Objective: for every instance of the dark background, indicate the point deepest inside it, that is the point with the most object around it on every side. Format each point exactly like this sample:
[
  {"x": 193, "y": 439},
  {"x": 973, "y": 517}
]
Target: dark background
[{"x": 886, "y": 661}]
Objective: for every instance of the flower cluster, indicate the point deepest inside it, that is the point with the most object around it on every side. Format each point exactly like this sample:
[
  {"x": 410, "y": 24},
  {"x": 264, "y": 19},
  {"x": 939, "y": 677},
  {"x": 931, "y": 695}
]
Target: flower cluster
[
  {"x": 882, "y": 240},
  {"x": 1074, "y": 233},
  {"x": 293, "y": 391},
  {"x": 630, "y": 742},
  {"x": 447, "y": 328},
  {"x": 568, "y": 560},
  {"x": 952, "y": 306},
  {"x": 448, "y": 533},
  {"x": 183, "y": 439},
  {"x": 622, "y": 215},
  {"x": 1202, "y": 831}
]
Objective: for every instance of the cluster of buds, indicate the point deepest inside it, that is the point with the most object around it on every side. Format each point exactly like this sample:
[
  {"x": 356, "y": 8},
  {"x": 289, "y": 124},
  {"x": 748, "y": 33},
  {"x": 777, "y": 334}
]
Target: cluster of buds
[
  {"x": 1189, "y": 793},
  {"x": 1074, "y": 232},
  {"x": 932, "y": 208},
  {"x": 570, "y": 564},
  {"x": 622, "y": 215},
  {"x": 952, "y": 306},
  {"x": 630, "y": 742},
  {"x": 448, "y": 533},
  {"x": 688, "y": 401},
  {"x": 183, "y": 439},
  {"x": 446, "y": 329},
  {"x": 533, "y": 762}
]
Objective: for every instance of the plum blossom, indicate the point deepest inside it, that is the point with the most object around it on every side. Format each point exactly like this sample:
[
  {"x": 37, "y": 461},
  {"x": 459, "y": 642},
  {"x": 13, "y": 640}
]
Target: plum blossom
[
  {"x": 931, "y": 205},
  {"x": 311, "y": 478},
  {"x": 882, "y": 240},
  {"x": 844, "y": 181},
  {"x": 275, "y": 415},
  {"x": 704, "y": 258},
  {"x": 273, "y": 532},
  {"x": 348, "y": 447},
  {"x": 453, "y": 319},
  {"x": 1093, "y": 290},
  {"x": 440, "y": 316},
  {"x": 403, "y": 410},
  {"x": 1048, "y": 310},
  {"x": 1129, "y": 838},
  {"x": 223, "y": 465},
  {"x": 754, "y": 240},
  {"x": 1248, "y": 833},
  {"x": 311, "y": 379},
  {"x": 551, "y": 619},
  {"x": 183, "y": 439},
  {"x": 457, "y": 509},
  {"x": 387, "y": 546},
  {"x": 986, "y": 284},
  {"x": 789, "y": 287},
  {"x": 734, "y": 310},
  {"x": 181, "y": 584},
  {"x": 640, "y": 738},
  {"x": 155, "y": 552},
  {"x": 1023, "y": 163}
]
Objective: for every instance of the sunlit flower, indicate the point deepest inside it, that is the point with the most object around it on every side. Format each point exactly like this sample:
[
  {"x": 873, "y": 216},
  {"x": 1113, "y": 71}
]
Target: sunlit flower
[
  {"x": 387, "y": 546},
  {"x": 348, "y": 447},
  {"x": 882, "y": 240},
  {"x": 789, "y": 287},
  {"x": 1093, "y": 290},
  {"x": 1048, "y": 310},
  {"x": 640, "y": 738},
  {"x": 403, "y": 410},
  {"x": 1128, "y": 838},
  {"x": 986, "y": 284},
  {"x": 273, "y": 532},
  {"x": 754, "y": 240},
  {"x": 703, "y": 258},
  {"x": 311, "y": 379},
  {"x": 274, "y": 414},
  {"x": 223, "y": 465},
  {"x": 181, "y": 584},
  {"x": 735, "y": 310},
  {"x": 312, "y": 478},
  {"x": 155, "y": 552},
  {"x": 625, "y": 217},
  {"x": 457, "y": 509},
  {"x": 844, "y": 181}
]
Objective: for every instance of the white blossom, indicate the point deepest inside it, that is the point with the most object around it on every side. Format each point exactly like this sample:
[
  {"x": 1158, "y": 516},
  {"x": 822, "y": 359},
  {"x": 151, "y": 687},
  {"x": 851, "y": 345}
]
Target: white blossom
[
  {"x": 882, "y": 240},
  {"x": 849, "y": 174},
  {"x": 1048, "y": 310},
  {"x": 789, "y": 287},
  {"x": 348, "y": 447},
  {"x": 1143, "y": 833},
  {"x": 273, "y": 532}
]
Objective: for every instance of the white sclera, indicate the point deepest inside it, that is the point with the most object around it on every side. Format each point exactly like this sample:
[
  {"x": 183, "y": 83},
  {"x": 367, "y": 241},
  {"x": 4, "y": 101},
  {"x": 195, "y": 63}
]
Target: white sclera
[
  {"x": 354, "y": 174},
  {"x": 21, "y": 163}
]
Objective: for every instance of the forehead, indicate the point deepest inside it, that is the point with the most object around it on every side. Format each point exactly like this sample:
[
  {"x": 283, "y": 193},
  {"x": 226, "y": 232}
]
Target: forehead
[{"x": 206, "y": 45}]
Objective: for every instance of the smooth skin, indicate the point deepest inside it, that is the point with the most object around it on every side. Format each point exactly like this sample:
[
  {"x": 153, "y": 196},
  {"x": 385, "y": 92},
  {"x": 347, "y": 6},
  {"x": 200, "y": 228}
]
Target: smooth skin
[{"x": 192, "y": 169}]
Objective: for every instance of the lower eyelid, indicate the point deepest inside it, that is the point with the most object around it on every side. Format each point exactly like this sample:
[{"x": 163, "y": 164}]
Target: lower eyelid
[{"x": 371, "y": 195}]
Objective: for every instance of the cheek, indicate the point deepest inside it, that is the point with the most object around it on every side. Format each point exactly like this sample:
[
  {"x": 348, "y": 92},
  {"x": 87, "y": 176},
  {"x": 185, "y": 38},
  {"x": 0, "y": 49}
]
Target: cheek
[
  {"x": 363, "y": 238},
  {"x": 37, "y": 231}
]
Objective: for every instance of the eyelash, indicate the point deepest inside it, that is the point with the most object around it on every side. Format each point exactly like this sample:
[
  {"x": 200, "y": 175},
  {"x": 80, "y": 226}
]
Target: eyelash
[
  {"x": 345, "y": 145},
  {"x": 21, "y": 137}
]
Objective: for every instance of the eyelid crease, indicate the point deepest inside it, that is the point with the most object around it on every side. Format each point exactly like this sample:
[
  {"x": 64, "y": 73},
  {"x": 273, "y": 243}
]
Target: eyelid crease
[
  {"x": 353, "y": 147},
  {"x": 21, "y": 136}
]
···
▶ [Description of the task]: Return all the data above once more, precisely as given.

▶ [Full solution]:
Objective: for every instance of the dark background, indicate the point deepest inside it, that is the point with the most object around it on every side. Format each point exactly like this sample:
[
  {"x": 193, "y": 439},
  {"x": 973, "y": 517}
]
Target: dark background
[{"x": 886, "y": 661}]
Objective: for every instance of the flower cluster, indicate the point deepest inside it, that is the point with the most object around it on every side. Format each point exactly like this sample:
[
  {"x": 410, "y": 24},
  {"x": 264, "y": 19},
  {"x": 939, "y": 677},
  {"x": 931, "y": 695}
]
Target: flower cluster
[
  {"x": 882, "y": 240},
  {"x": 1074, "y": 233},
  {"x": 293, "y": 391},
  {"x": 630, "y": 742},
  {"x": 447, "y": 328},
  {"x": 568, "y": 560},
  {"x": 952, "y": 306},
  {"x": 448, "y": 533},
  {"x": 183, "y": 439},
  {"x": 622, "y": 215},
  {"x": 1202, "y": 831}
]
Objective: for every instance of the cluster of buds, indicate the point deepest inside it, that is the point with the most object around it on every side. Format each point exactly like this sample:
[
  {"x": 356, "y": 8},
  {"x": 289, "y": 124},
  {"x": 748, "y": 33},
  {"x": 777, "y": 334}
]
Target: cluster of buds
[
  {"x": 1189, "y": 793},
  {"x": 1074, "y": 232},
  {"x": 932, "y": 208},
  {"x": 570, "y": 564},
  {"x": 622, "y": 215},
  {"x": 952, "y": 306},
  {"x": 630, "y": 742},
  {"x": 448, "y": 533},
  {"x": 688, "y": 401},
  {"x": 183, "y": 439},
  {"x": 446, "y": 329},
  {"x": 533, "y": 762}
]
Objective: for every instance of the plum blossom, indicate the point deepest inside it, that is the point with the most object around it on every side. Format each point exactly like this sample:
[
  {"x": 37, "y": 461},
  {"x": 459, "y": 642},
  {"x": 13, "y": 640}
]
Target: plum blossom
[
  {"x": 931, "y": 205},
  {"x": 311, "y": 478},
  {"x": 882, "y": 240},
  {"x": 844, "y": 181},
  {"x": 275, "y": 415},
  {"x": 704, "y": 258},
  {"x": 273, "y": 532},
  {"x": 348, "y": 447},
  {"x": 453, "y": 319},
  {"x": 1093, "y": 290},
  {"x": 440, "y": 316},
  {"x": 403, "y": 410},
  {"x": 1048, "y": 310},
  {"x": 1129, "y": 838},
  {"x": 223, "y": 465},
  {"x": 754, "y": 240},
  {"x": 1248, "y": 833},
  {"x": 311, "y": 379},
  {"x": 551, "y": 619},
  {"x": 183, "y": 439},
  {"x": 457, "y": 509},
  {"x": 387, "y": 546},
  {"x": 986, "y": 284},
  {"x": 789, "y": 287},
  {"x": 734, "y": 310},
  {"x": 181, "y": 584},
  {"x": 640, "y": 738},
  {"x": 155, "y": 552},
  {"x": 1023, "y": 163}
]
Objective: for every instance of the sunlit flower, indicate the point deepest inside it, that is the point with the most object around it on every side. Format each point exactly like this sample:
[
  {"x": 873, "y": 216},
  {"x": 1113, "y": 71}
]
Target: sunlit flower
[
  {"x": 387, "y": 546},
  {"x": 348, "y": 447},
  {"x": 882, "y": 240},
  {"x": 789, "y": 287},
  {"x": 1093, "y": 290},
  {"x": 1048, "y": 310},
  {"x": 640, "y": 738},
  {"x": 403, "y": 410},
  {"x": 1128, "y": 838},
  {"x": 986, "y": 284},
  {"x": 273, "y": 532},
  {"x": 754, "y": 240},
  {"x": 703, "y": 258},
  {"x": 311, "y": 379},
  {"x": 274, "y": 414},
  {"x": 223, "y": 465},
  {"x": 181, "y": 584},
  {"x": 735, "y": 310},
  {"x": 312, "y": 478},
  {"x": 155, "y": 552},
  {"x": 625, "y": 217},
  {"x": 457, "y": 509},
  {"x": 844, "y": 181}
]
Objective: for every instance of the white blossom, indicate the point deepest inside it, that is the point with the most object around it on every side. Format each point exactly like this sample:
[
  {"x": 1158, "y": 516},
  {"x": 822, "y": 359},
  {"x": 151, "y": 687},
  {"x": 851, "y": 345}
]
Target: white blossom
[
  {"x": 882, "y": 240},
  {"x": 849, "y": 174},
  {"x": 1048, "y": 310},
  {"x": 789, "y": 287},
  {"x": 348, "y": 447},
  {"x": 1143, "y": 833},
  {"x": 273, "y": 532}
]
Objective: for every instance of the white sclera, indicate the point deepest inside it, that is the point with the most object around it on every side. Format each point exactly like this sample:
[
  {"x": 183, "y": 83},
  {"x": 367, "y": 241},
  {"x": 4, "y": 101},
  {"x": 195, "y": 63}
]
Target: white sclera
[
  {"x": 354, "y": 174},
  {"x": 21, "y": 163}
]
Objective: for every instance of the forehead, indicate the point deepest inside it, that is the point with the most object around it on every side. Format each point exactly like this sample:
[
  {"x": 283, "y": 193},
  {"x": 226, "y": 232}
]
Target: forehead
[{"x": 206, "y": 45}]
Objective: for every instance of the smooth skin, indicate the point deepest inside it, that is the point with the most object around it on every side. Format each point exactly like this sample:
[
  {"x": 153, "y": 196},
  {"x": 385, "y": 92},
  {"x": 347, "y": 6},
  {"x": 200, "y": 228}
]
Target: smooth skin
[{"x": 192, "y": 169}]
Objective: for every instance of the lower eyelid, indicate the point deepest inside it, that is the point with the most object around it on every side. Format each point exactly like this sample:
[{"x": 163, "y": 164}]
Target: lower eyelid
[{"x": 371, "y": 195}]
Objective: for every instance of the cheek, indicate the point deepest inside it, that is the point with the most object around it on every side. Format each point exactly like this sample:
[
  {"x": 348, "y": 92},
  {"x": 87, "y": 176},
  {"x": 185, "y": 38},
  {"x": 0, "y": 49}
]
Target: cheek
[
  {"x": 363, "y": 238},
  {"x": 37, "y": 231}
]
Objective: for every instance of the eyelash, indicate the point deepest inside it, that is the point with the most object around it on every side. Format each point exactly like this sample:
[
  {"x": 200, "y": 175},
  {"x": 80, "y": 226}
]
Target: eyelash
[
  {"x": 345, "y": 145},
  {"x": 21, "y": 137}
]
Objective: for every instance of the eyelid crease, indicate the point deepest inside it, that is the point with the most object around it on every side. Format each point exactly like this sample:
[
  {"x": 64, "y": 73},
  {"x": 273, "y": 243}
]
Target: eyelid crease
[
  {"x": 353, "y": 147},
  {"x": 21, "y": 136}
]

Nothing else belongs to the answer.